### Written task A
Report each line of the listing that contains the string "instance", matching case exactly.

[Tunix] Add multi-modal (vision) support to Gemma 4. by msghik · Pull Request #1545 · google/tunix

msghik · 2026-05-27T21:40:00Z

Resolves #1543

Enables SFT / LoRA / RL of Gemma 4 with text + image inputs, mirroring the SigLIP-based integration already present in Gemma 3. The training and sampling code paths (peft_trainer, sampler, rl/common) already forward an images kwarg to the model — they just had no Gemma 4 model that accepted it. This change closes that gap at the model level so they work end-to-end on Gemma 4.

What changed

tunix/models/gemma4/model.py

ModelConfig gains an optional vision_config: SigLIPConfig | None, exposed via a text_only: bool = True parameter on the gemma4_e2b / gemma4_e4b / gemma4_31b / gemma4_26b_a4b factory classmethods (matches the existing gemma3_*_pt/it(text_only=...) pattern).
ShardingConfig gains a siglip field for the vision encoder's sharding.
RMSNorm now accepts either a ShardingConfig (existing call sites) or a sharding tuple (new vision call site) — fully backward compatible.
Embedder optionally builds the mm_input_projection and mm_soft_embedding_norm layers and exposes encode_vision.
Gemma4.__init__ constructs a SigLiP encoder when vision_config is set; Gemma4.__call__ accepts an images kwarg and merges the soft vision tokens into the text embeddings at the placeholder positions.
Adds get_attention_mask (bidirectional over image spans, causal over text) and get_model_input (used for LoRA tracing) on the model.

tunix/models/gemma4/params_safetensors.py

_get_key_and_transform_mapping adds vision-tower and multi-modal projector mappings when vision_config is set (no change for text-only configs).

tests/models/gemma4/model_test.py

4 new tests: multi-modal forward pass, text-only construction has no vision encoder, helpful error when images are passed to a text-only model, and the text-only attention-mask shape.

Design notes

The SigLIP encoder (vision.py), the embedding-merge helper (merge_embeddings.py), and the bidirectional-causal attention mask (utils.py) are reused from tunix.models.gemma3 to avoid ~900 lines of duplication; they have no Gemma 3-specific assumptions. Happy to refactor these into a shared tunix.models.common namespace if reviewers prefer.
The change is strictly additive: vision_config defaults to None, images defaults to None. Existing Gemma 4 call sites and tests are unaffected.

### Written task B
Answer these questions about the pull request:
(i) What value does vision_config default to?
(ii) How many new tests does tests/models/gemma4/model_test.py add?
(iii) The vision support mirrors the SigLIP-based integration already present in which model?

### Record extracts
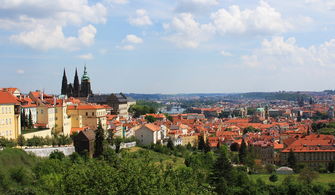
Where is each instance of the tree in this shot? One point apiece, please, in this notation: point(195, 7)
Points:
point(23, 119)
point(201, 143)
point(57, 155)
point(291, 160)
point(222, 172)
point(99, 140)
point(21, 141)
point(307, 175)
point(331, 166)
point(30, 120)
point(242, 153)
point(110, 137)
point(170, 144)
point(273, 178)
point(150, 119)
point(207, 147)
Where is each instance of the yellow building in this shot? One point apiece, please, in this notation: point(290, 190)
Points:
point(10, 122)
point(87, 115)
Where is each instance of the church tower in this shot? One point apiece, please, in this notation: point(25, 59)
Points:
point(85, 88)
point(76, 85)
point(64, 84)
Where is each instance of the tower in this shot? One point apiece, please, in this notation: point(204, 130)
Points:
point(64, 84)
point(76, 85)
point(85, 88)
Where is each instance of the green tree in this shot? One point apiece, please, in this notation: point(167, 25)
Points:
point(30, 120)
point(222, 172)
point(21, 141)
point(307, 175)
point(150, 119)
point(273, 178)
point(99, 141)
point(201, 143)
point(57, 155)
point(242, 153)
point(291, 160)
point(170, 144)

### Full answer A
Where is each instance of the tree in this shot? One point apiece, please, in this notation: point(195, 7)
Where is each instance of the yellow building in this shot? One point apiece, please, in this notation: point(290, 190)
Where is each instance of the church tower in this shot? One point apiece, please, in this notation: point(25, 59)
Where is each instance of the tower in this shot? One point apiece, please, in this notation: point(204, 130)
Where is each instance of the green tree in this shot? One point apiece, please, in this notation: point(167, 25)

### Full answer B
(i) None
(ii) 4
(iii) Gemma 3